§ Directions for this task:
Pick out every line in the records below that contains the word "strap" and copy each one in full.

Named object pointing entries
....

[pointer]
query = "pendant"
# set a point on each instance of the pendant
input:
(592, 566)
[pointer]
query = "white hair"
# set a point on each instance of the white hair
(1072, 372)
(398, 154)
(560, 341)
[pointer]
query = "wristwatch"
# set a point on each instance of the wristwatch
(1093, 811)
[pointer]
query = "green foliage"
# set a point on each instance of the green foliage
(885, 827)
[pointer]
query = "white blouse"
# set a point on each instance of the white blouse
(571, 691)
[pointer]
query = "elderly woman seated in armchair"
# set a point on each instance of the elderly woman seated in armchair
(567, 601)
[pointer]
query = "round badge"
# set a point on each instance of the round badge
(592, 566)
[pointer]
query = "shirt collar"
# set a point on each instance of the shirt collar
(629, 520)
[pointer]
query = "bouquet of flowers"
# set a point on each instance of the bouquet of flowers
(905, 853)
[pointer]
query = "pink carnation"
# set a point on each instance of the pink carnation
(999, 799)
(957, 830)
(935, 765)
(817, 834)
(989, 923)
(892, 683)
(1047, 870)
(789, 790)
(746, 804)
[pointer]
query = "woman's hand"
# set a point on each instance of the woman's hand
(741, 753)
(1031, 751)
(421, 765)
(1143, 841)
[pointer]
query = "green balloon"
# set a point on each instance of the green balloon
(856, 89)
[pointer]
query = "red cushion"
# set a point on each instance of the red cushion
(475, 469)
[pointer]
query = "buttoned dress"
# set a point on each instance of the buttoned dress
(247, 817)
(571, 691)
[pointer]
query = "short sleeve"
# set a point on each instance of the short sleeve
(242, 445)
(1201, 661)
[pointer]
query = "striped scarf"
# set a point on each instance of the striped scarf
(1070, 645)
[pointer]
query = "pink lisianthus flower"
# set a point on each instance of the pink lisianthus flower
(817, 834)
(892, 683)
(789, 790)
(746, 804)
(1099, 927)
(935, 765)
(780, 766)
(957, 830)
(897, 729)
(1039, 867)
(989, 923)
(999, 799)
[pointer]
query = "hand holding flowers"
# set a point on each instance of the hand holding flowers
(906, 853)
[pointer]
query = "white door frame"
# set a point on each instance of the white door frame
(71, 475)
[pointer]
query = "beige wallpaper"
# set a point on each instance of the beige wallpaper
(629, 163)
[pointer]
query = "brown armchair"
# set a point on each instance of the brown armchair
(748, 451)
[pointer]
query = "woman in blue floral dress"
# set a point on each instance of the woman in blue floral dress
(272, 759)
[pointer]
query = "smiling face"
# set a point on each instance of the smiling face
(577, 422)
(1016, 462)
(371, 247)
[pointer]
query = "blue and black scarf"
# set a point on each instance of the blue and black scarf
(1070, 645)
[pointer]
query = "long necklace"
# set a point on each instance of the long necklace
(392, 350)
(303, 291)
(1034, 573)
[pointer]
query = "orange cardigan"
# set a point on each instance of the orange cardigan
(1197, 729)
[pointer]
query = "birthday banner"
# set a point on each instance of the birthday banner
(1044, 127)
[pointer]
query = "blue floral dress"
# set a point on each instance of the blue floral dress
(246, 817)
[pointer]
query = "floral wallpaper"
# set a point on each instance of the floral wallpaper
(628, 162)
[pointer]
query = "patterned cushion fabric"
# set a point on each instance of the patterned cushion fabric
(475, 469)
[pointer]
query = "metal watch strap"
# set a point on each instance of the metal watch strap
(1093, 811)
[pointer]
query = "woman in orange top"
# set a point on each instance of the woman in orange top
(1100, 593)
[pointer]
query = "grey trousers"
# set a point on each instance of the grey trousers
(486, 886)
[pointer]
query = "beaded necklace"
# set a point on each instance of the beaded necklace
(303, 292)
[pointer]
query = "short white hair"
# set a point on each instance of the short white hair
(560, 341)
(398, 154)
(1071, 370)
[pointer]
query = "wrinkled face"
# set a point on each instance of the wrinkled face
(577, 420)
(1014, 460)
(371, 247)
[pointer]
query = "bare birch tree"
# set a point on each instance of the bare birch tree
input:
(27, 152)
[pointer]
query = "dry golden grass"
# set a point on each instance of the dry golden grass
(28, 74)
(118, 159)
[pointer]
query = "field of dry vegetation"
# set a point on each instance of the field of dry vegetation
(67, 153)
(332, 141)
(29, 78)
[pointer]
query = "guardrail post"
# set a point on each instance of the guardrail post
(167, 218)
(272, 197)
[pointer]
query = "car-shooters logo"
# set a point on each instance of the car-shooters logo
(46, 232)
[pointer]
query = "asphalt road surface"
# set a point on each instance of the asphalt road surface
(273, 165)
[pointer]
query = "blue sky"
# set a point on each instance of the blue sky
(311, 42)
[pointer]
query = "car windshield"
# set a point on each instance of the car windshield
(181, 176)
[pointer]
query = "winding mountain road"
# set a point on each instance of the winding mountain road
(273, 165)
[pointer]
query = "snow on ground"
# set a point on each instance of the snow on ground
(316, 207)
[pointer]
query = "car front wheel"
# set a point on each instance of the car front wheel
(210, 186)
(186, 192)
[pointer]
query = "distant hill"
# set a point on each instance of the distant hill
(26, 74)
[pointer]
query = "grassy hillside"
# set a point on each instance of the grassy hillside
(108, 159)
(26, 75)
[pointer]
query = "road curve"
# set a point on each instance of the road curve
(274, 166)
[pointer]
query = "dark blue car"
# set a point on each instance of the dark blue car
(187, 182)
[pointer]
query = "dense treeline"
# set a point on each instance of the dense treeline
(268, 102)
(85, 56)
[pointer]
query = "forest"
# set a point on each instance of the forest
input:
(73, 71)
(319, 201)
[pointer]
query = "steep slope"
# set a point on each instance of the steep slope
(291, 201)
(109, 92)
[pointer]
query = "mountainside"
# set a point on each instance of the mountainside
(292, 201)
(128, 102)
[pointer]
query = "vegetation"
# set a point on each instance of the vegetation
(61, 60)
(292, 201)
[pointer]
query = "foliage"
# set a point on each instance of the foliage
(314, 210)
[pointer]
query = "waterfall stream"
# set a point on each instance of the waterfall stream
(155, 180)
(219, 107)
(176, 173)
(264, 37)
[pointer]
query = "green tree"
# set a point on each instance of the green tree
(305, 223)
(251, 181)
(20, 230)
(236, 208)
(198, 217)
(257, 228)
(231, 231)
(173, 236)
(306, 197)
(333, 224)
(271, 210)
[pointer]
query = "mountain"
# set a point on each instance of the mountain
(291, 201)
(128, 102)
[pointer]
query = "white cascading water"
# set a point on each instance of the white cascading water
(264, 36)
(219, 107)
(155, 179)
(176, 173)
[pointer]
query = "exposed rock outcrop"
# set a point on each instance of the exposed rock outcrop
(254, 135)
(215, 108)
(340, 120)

....

§ Full answer:
query = "metal watch strap"
# set a point on each instance of the metal watch strap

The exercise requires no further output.